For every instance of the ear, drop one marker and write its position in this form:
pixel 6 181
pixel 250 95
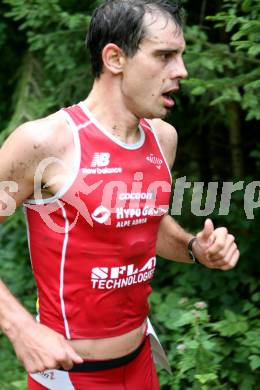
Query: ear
pixel 113 58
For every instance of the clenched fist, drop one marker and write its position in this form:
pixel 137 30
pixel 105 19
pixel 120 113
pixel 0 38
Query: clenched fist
pixel 215 248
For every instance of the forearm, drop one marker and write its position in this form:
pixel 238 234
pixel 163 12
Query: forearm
pixel 13 316
pixel 172 241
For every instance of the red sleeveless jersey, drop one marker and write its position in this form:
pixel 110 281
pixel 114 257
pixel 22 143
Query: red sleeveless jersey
pixel 92 245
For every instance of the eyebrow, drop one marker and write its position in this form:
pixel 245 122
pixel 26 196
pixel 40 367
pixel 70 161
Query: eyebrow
pixel 170 51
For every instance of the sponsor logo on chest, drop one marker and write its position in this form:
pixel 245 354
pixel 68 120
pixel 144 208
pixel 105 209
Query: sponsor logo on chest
pixel 119 277
pixel 100 165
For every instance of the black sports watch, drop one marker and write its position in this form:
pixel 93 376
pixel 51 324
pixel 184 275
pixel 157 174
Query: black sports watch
pixel 191 254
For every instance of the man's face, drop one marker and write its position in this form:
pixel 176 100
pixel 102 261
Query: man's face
pixel 154 72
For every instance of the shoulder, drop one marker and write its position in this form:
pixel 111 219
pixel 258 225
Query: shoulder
pixel 41 133
pixel 39 138
pixel 168 139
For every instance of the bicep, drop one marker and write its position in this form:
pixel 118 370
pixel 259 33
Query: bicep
pixel 16 178
pixel 168 139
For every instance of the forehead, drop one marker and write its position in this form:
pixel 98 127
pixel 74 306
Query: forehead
pixel 161 31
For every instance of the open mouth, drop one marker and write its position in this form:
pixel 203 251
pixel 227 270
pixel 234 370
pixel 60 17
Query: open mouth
pixel 168 100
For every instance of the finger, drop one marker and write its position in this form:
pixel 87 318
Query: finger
pixel 66 364
pixel 233 261
pixel 219 243
pixel 207 231
pixel 75 357
pixel 230 239
pixel 227 261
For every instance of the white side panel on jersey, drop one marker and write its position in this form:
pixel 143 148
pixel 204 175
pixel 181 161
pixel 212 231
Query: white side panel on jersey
----------
■ **What is required**
Using the listing above, pull out all lines that hold the word "side".

■ **Exercise response**
For every instance of the white side panel on jersey, drop one marker and write its position in this form:
Query: white side panel on jersey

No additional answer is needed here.